## PROBLEM DETAILS
Which lines in the listing below contain the string "handle"? Filter them out and copy each one.

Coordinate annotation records
>>

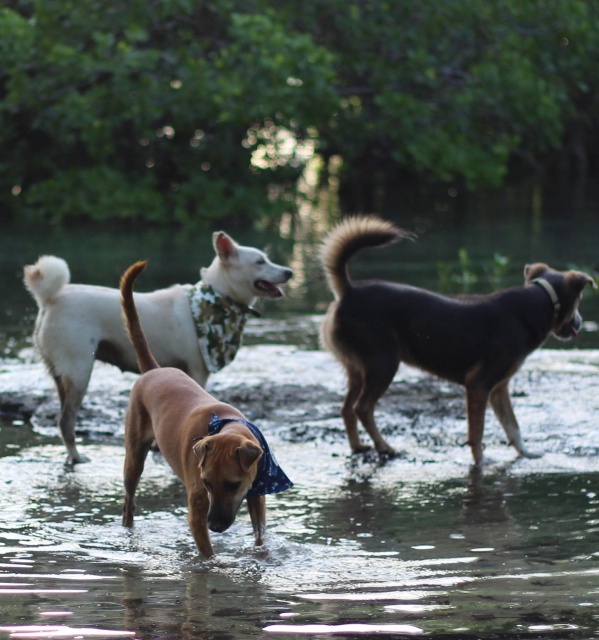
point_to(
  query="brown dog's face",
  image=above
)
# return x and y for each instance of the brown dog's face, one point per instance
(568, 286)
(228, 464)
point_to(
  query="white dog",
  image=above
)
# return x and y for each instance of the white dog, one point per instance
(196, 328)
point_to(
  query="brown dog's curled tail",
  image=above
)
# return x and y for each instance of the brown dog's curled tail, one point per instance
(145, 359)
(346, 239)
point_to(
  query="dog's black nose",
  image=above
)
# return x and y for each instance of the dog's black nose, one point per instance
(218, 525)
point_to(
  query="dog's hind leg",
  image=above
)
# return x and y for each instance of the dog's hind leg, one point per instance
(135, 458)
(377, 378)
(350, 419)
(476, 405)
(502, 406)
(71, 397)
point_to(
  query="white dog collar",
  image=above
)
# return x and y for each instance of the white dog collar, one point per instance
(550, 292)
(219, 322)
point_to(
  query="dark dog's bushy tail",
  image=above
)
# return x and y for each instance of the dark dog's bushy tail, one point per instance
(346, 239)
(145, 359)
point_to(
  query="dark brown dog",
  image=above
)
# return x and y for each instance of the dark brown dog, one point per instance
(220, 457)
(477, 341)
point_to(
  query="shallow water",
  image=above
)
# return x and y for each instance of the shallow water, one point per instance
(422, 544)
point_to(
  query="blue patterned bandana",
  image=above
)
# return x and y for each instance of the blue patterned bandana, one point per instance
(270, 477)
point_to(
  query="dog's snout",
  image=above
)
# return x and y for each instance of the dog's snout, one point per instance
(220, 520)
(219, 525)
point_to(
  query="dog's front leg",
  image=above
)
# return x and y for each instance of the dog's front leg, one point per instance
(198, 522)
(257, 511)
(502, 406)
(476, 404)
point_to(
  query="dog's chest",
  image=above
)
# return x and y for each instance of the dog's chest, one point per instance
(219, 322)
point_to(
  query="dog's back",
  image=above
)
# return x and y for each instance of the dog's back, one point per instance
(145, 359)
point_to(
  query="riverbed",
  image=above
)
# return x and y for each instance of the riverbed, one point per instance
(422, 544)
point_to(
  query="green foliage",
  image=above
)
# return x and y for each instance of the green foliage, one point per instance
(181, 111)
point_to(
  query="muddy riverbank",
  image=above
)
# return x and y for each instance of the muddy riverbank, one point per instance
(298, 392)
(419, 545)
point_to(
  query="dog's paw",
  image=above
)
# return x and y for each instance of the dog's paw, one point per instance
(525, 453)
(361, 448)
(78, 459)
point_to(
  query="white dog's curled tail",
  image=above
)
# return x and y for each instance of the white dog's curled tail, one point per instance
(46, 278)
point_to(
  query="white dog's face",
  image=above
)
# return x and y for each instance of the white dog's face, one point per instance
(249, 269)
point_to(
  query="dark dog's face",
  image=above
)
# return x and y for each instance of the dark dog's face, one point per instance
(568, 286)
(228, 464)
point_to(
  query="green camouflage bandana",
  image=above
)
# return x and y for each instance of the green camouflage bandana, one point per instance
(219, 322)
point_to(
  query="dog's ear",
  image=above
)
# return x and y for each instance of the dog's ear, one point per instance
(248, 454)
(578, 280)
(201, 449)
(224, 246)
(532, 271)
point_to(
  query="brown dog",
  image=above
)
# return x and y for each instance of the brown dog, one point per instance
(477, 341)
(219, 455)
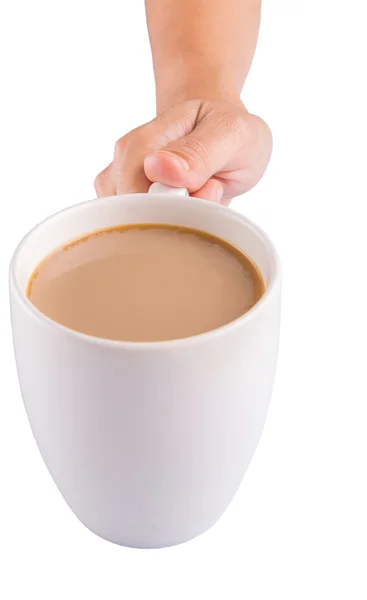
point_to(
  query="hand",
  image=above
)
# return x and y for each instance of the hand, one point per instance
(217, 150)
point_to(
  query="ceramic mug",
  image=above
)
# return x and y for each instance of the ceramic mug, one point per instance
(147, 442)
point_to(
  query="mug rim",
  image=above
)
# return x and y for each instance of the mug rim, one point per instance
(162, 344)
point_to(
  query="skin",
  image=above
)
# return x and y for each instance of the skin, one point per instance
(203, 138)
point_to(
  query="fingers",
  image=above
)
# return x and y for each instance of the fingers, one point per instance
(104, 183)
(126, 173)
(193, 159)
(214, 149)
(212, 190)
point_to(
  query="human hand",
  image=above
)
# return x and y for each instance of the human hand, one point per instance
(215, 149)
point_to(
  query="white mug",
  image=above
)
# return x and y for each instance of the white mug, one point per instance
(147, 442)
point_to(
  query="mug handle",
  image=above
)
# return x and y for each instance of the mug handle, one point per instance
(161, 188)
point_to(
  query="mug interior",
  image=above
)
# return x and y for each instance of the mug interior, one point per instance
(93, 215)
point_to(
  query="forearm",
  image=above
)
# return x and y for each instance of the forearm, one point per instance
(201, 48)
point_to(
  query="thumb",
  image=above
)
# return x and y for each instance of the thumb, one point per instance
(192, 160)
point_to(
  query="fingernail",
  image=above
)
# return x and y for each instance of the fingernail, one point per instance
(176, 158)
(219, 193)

<<
>>

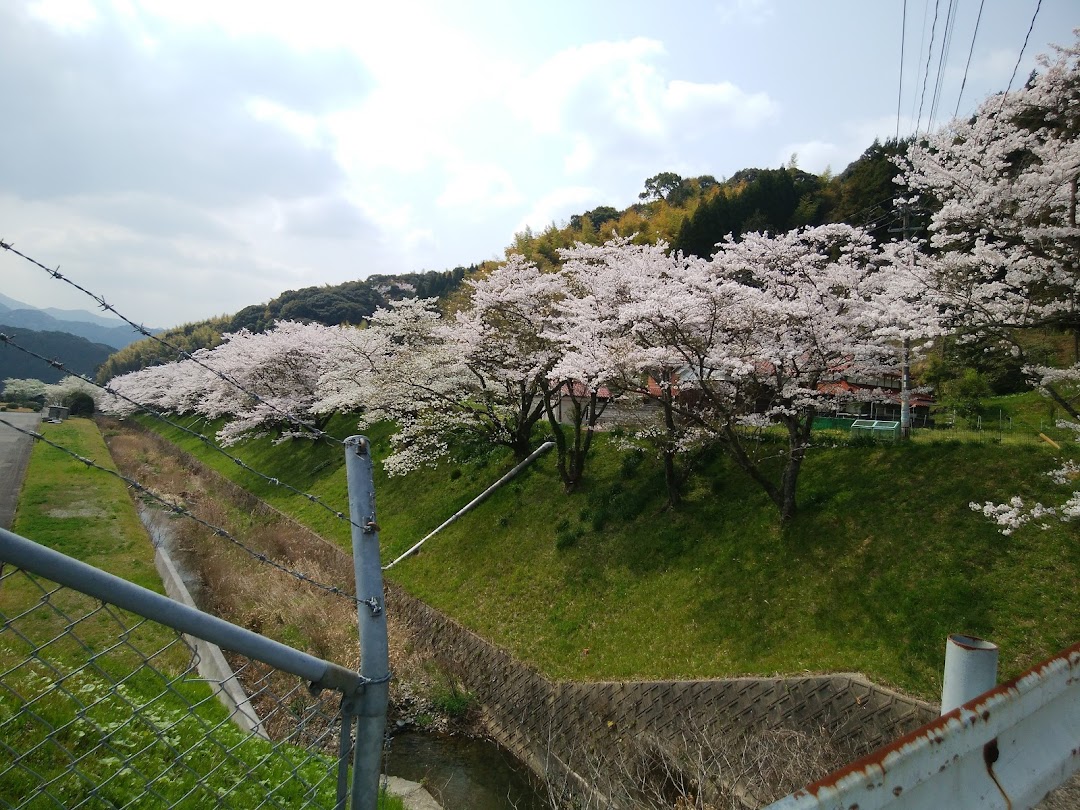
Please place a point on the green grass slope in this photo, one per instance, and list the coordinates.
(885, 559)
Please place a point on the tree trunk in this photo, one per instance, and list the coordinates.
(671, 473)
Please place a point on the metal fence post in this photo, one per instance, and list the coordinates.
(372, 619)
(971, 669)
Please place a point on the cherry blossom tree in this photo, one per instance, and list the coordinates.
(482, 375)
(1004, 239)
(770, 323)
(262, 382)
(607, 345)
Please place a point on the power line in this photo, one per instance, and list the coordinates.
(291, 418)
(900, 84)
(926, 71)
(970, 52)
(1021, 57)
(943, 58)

<<
>>

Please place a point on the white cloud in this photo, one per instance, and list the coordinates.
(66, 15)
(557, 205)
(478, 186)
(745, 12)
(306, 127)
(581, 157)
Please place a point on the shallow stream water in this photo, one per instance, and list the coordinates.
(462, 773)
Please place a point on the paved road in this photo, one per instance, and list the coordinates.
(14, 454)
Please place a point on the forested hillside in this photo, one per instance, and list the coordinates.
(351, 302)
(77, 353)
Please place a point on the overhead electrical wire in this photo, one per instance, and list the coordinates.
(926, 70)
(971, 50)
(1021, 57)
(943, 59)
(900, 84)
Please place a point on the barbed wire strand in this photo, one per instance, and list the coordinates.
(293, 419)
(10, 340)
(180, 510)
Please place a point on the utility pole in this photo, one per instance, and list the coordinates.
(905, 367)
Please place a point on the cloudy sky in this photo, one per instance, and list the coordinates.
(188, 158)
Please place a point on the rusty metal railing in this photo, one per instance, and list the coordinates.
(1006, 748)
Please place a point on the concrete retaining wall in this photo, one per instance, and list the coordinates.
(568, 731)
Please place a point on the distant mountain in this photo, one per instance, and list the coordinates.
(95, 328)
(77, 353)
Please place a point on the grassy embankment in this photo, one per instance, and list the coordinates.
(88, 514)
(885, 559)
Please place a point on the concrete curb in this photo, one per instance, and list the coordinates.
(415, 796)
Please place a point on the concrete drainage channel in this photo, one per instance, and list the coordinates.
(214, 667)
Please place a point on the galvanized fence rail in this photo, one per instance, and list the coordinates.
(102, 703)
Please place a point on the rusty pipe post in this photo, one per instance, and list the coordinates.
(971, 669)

<<

## PROBLEM SOLUTION
  query="mug handle",
# return x and y for each instance of the mug handle, one point per instance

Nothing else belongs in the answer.